Wyodrębnione pozycje danych:
═══

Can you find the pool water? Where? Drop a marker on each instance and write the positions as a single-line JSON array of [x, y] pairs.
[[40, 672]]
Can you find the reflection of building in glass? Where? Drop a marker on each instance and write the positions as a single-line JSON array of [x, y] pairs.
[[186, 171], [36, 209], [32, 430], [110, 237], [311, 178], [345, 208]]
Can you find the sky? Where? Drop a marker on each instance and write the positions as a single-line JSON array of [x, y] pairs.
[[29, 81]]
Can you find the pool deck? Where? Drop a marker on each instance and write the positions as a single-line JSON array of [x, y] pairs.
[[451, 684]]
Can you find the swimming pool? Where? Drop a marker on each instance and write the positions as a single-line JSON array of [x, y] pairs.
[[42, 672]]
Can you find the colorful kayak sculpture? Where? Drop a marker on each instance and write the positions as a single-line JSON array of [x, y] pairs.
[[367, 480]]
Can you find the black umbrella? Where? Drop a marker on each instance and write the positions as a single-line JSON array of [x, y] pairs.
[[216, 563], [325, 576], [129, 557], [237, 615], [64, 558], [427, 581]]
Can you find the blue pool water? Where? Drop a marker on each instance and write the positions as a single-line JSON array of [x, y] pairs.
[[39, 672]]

═══

> [Treść polecenia]: Proszę przepisać wszystkie powyższe pozycje bez żadnych zmian, zachowując każdy wiersz w dotychczasowej postaci.

> [Odpowiedź]:
Can you find the pool water? Where? Drop a marker on each instance and write the positions as a single-line JSON array of [x, y] pairs.
[[40, 672]]
Can you find the reflection of building in glass? Where? Drop a marker on each instance and write the positions as a single-line JSON array of [x, y] pairs.
[[186, 171], [36, 209], [32, 430], [110, 237], [311, 178], [345, 208]]
Can you find the sky? Where? Drop a marker on each instance and write the positions as a single-line JSON array of [x, y] pairs.
[[29, 81]]
Can you find the pool deck? Where? Drop a marker on each instance and write the positions as a single-line JSON array of [x, y] pairs.
[[451, 684]]
Can you find the swimming pool? Where? Drop a marker on each instance and write the positions as a single-line JSON array of [x, y] pairs.
[[42, 672]]
Can you find the colorful kayak sculpture? Where? Drop a marker on each instance and write the positions as a single-line JSON array of [x, y] pairs.
[[367, 480]]
Can you find the black umbrella? Where? Drop a marker on each instance and write the positions as a single-line JSON array of [x, y] pairs.
[[216, 563], [325, 576], [129, 557], [237, 615], [64, 558], [427, 581]]
Can you find the blue pool water? Where? Drop a marker on each instance and write the positions as a single-line JSON array of [x, y] pairs.
[[39, 672]]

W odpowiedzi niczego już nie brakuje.